Start SUPPLIED DATA

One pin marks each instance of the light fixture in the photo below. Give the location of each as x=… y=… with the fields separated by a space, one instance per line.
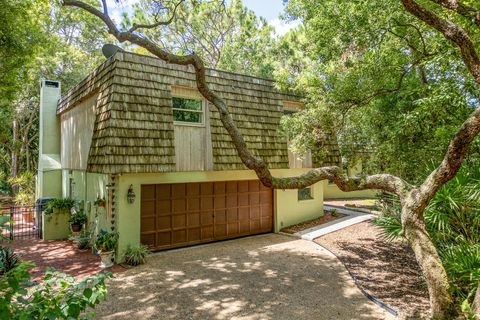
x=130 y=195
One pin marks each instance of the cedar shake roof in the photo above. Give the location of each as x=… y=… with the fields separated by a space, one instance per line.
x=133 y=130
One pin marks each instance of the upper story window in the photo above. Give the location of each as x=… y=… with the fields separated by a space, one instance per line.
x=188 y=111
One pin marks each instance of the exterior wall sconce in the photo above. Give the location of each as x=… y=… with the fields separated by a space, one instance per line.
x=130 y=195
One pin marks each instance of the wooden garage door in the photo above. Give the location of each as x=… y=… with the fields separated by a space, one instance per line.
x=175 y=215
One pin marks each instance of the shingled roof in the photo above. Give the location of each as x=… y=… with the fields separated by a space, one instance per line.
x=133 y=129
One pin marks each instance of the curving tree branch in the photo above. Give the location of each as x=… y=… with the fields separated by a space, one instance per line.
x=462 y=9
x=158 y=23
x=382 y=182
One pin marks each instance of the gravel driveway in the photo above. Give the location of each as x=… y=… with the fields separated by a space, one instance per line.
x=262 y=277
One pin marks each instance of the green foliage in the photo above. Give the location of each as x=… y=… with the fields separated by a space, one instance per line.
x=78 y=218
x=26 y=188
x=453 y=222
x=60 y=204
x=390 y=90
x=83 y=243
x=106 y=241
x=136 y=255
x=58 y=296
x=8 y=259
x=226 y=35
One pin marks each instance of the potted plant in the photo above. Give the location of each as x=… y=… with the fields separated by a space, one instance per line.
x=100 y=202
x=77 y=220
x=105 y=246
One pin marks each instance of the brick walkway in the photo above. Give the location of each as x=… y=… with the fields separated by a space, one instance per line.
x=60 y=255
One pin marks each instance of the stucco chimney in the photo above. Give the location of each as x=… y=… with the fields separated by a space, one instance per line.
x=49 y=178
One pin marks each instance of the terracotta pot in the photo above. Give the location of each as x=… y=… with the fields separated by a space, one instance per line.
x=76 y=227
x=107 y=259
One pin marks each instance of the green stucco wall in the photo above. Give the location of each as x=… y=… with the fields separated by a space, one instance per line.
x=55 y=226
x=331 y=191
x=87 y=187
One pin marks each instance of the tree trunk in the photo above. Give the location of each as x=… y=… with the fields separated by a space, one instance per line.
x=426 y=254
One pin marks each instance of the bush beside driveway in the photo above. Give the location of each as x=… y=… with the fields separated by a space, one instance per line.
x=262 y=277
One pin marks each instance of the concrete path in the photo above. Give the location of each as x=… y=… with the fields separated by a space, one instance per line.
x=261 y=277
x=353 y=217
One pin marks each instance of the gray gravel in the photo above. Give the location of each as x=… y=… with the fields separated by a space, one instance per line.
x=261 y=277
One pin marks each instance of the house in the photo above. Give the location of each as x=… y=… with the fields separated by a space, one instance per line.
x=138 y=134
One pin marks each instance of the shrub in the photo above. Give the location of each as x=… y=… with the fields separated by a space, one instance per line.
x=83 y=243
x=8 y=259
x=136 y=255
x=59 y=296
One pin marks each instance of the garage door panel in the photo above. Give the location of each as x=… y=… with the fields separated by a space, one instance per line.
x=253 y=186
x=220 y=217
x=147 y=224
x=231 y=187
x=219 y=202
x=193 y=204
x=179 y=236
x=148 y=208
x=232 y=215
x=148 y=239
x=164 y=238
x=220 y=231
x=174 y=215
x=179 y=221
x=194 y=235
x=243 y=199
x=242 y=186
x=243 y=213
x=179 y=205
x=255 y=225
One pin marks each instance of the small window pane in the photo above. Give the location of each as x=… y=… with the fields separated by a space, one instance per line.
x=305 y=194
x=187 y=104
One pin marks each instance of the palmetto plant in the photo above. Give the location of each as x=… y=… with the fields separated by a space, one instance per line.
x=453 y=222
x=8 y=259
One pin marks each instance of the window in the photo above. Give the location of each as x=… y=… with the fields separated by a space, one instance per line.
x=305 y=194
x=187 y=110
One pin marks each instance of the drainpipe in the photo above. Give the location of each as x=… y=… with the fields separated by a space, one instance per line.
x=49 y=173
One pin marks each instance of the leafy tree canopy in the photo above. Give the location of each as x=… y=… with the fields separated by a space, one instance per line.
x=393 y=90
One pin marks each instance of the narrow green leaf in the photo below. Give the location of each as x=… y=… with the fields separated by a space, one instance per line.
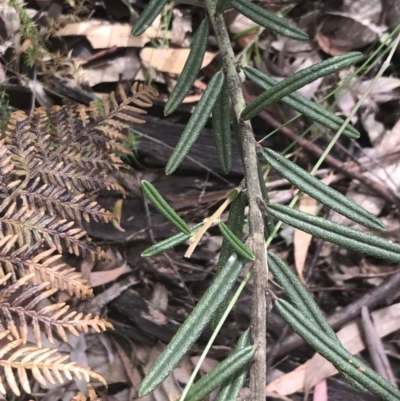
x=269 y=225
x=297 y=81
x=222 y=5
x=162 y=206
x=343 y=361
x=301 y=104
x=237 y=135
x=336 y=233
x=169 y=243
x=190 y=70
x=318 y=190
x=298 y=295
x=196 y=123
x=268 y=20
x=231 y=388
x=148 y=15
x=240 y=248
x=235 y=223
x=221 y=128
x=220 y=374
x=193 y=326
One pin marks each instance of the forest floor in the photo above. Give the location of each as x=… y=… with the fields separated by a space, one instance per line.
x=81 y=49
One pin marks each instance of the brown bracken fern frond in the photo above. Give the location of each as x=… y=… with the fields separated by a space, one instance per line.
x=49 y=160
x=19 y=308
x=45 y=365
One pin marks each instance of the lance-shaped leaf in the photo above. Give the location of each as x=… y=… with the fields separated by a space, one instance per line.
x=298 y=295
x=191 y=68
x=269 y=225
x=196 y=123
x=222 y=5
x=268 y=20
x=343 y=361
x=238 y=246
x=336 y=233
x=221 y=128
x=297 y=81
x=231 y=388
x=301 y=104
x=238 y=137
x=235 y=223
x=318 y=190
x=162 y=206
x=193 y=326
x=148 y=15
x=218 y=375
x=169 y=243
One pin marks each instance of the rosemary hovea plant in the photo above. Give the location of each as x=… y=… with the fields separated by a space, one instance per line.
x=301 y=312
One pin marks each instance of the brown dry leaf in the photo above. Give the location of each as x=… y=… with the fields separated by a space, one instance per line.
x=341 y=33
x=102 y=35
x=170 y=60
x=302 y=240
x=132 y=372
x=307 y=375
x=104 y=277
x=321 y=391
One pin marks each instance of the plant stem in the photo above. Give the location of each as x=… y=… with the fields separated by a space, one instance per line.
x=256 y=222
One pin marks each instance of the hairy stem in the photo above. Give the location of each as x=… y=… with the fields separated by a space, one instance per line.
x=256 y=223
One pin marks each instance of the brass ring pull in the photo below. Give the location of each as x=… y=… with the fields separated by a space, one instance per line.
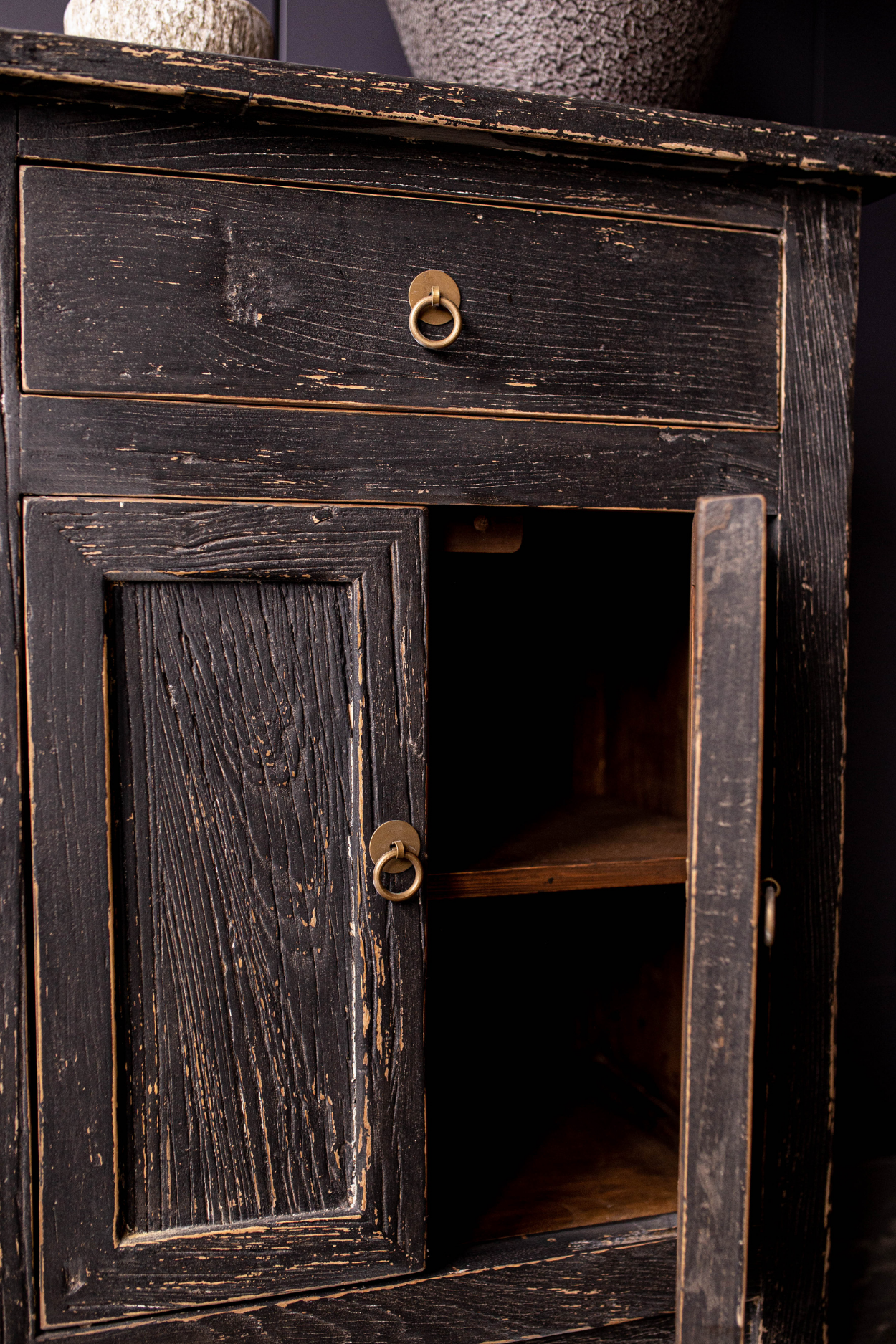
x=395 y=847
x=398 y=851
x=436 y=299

End SUPPLIED DATA

_WHAT NEEDS TO BE DONE_: Edit every item above so that "instance" becomes "occurrence" throughout, with everything else left as it is. Omit the pictures from your answer.

_RESPONSE TO THIS TASK_:
One pin marks each occurrence of the light fixture in the photo below. Give the location of each as x=… y=… with the fields separated by a space, one occurrence per line.
x=130 y=195
One pin marks each occurrence of the cedar shake roof in the photo above. Give the location of each as x=… y=… with the fields separated by a space, one occurrence per line.
x=133 y=130
One pin marks each occurrence of the upper story window in the photo above. Give the location of each as x=… y=… with the fields separated by a space, one occurrence per line.
x=188 y=111
One pin marks each occurrence of the exterior wall sconce in the photo above. Give the location of each as x=… y=… with the fields separated by a space, one occurrence per line.
x=130 y=195
One pin marks each occurrence of the wooden garage door in the photo above. Give the location of each as x=… y=… with the fields separated by a space, one occurrence per line.
x=175 y=215
One pin marks each occurrence of the shingled roof in the photo above. Give the location of each as x=… y=… with the fields separated by a space, one occurrence per line.
x=133 y=129
One pin marks each occurrence of the curving tree branch in the photo above. Give the location of each as x=… y=… with the fields separated by a space, one occurrence per line.
x=462 y=9
x=158 y=23
x=382 y=182
One pin marks each occurrence of the gravel driveway in the photo above. Give the location of each as x=… y=… with the fields separated by a space, one occurrence per line.
x=262 y=277
One pin marks each occurrence of the green foliage in the photo above. Give the location of each as x=… y=… with the fields separated by a space, one occurrence per line.
x=78 y=218
x=26 y=188
x=453 y=222
x=60 y=204
x=390 y=90
x=83 y=243
x=106 y=241
x=136 y=255
x=58 y=296
x=8 y=259
x=226 y=35
One pin marks each occurrence of the potted plant in the photo above. Give the location of each as x=… y=… with the fields separated by a space, one occurrence per line.
x=100 y=202
x=77 y=220
x=105 y=246
One pin marks each occurrence of the brick walkway in the photo above. Give the location of each as x=… y=… with the fields separated by a space, one occurrence per line.
x=60 y=255
One pin marks each occurrence of the stucco chimney in the photo above. Give the location of each as x=… y=… with the fields separated by a space, one occurrence per line.
x=49 y=178
One pin marks each occurrence of the terracotta pot in the photo above. Give the location of each as x=… y=… with the fields separated by a space, one occurrence per line.
x=76 y=227
x=107 y=259
One pin marks each occurrence of the green stucco wall in the photo above. Give the location of each as x=… y=… with the fields separated by a space, one occurrence per line.
x=55 y=226
x=331 y=191
x=87 y=187
One pin marks each occurrence of the tree trunk in the photo above. Give the location of each as x=… y=… with the fields separated by a space, one occurrence per line.
x=426 y=254
One pin marks each occurrence of the bush beside driveway in the photo above. Give the location of each as x=… y=… with the fields separated by a space, one occurrence per line.
x=262 y=277
One pin marks each occurrence of the concrete path in the photo above. Give the location of each as x=… y=… with the fields separated by a space, one occurrence per line.
x=261 y=277
x=353 y=217
One pin marks each occurrence of the gray gravel in the photo above. Give the location of each as x=… y=… with the fields separated by a space, one occurrence per line.
x=261 y=277
One pin marks each occurrence of the house in the photo above. Give the location of each as x=… y=… with the fields separated by a space, one occurrence per line.
x=138 y=134
One pin marks each occurrence of the shrub in the photo above. Give the location of each as x=… y=… with the fields separated by a space, one occurrence per line.
x=83 y=243
x=8 y=259
x=136 y=255
x=59 y=296
One pin marks each occurrence of the garage door panel in the photo above. Give the location of each as x=… y=… with the fields separated by a space, one occurrence per line.
x=253 y=186
x=220 y=217
x=147 y=224
x=231 y=187
x=219 y=202
x=193 y=204
x=179 y=236
x=148 y=208
x=232 y=215
x=148 y=239
x=164 y=238
x=220 y=231
x=174 y=215
x=179 y=221
x=194 y=235
x=243 y=199
x=242 y=186
x=243 y=213
x=179 y=205
x=255 y=225
One pin marks each occurrence of the small window pane in the photo above. Give the location of each as x=… y=… with the fields separated by a space, one occurrence per line.
x=305 y=194
x=187 y=104
One pin marks each occurrence of the palmetto plant in the photo above. Give the location of each as x=… y=… with the fields separated by a space, one occurrence per line.
x=453 y=222
x=8 y=259
One pin marks each occurrence of the window in the photo above. Give the location of each as x=… y=… with the fields separated by a space, one occurrence per line.
x=305 y=194
x=187 y=110
One pin marks each occurrence of the drainpipe in the photo above. Give the location of each as x=… y=… with the fields separated by a space, one occurrence per line.
x=49 y=173
One pin marks each occurrence of the leafy tree canopy in the photo above. Give the location of each as x=… y=… with the fields separated by a space, one occurrence per line.
x=393 y=90
One pin marks each occurrence of the narrow green leaf in the photo below. Give the location of each as x=… y=… with the fields separated by a space, one occurrence per line.
x=269 y=225
x=297 y=81
x=222 y=5
x=162 y=206
x=343 y=361
x=301 y=104
x=237 y=135
x=336 y=233
x=169 y=243
x=190 y=70
x=318 y=190
x=298 y=295
x=196 y=123
x=268 y=20
x=231 y=388
x=148 y=15
x=240 y=248
x=235 y=223
x=221 y=128
x=220 y=374
x=193 y=326
One pin marks each occurrence of the forest floor in the photo above. Give the location of each as x=… y=… with the fields separated by a space, one occurrence per line.
x=81 y=49
One pin marks each occurrence of the brown bracken fern frond in the photo above. Give the location of each as x=… y=… with the fields separated by a space, one occurrence per line.
x=49 y=160
x=19 y=308
x=45 y=365
One pin marks each occurrence of the lance-shaped leaf in the photo above. Give the location of each as x=… y=… with the fields separated by a space, one occurrence per line.
x=298 y=295
x=191 y=68
x=269 y=225
x=196 y=123
x=222 y=5
x=268 y=20
x=343 y=361
x=238 y=246
x=336 y=233
x=221 y=128
x=297 y=81
x=231 y=388
x=301 y=104
x=238 y=137
x=235 y=223
x=318 y=190
x=162 y=206
x=193 y=326
x=148 y=15
x=218 y=375
x=169 y=243
One pin marks each occurrence of the rosemary hovea plant in the photo above. Give the location of each as x=… y=… with the fields separated by a space, one occurrence per line.
x=301 y=312
One pin marks each occurrence of the brown dry leaf in the photo above. Give the location of each as x=… y=… with the fields separated by a space, one occurrence per line.
x=341 y=33
x=102 y=35
x=170 y=60
x=302 y=240
x=132 y=372
x=307 y=375
x=104 y=277
x=321 y=391
One pin marks each occurrence of the plant stem in the photo above. Give the location of each as x=… y=… with the fields separated by a space, one occurrence per line.
x=256 y=222
One pin marks each occurrence of the hairy stem in the photo above. Give the location of each as x=… y=… with the fields separated by a space, one occurrence per line.
x=256 y=223
One pin marks each occurrence of the brass ring pull in the photo below. Give the location of each as x=… y=… with the fields separated by a space, one occurrence per line.
x=395 y=847
x=398 y=851
x=436 y=299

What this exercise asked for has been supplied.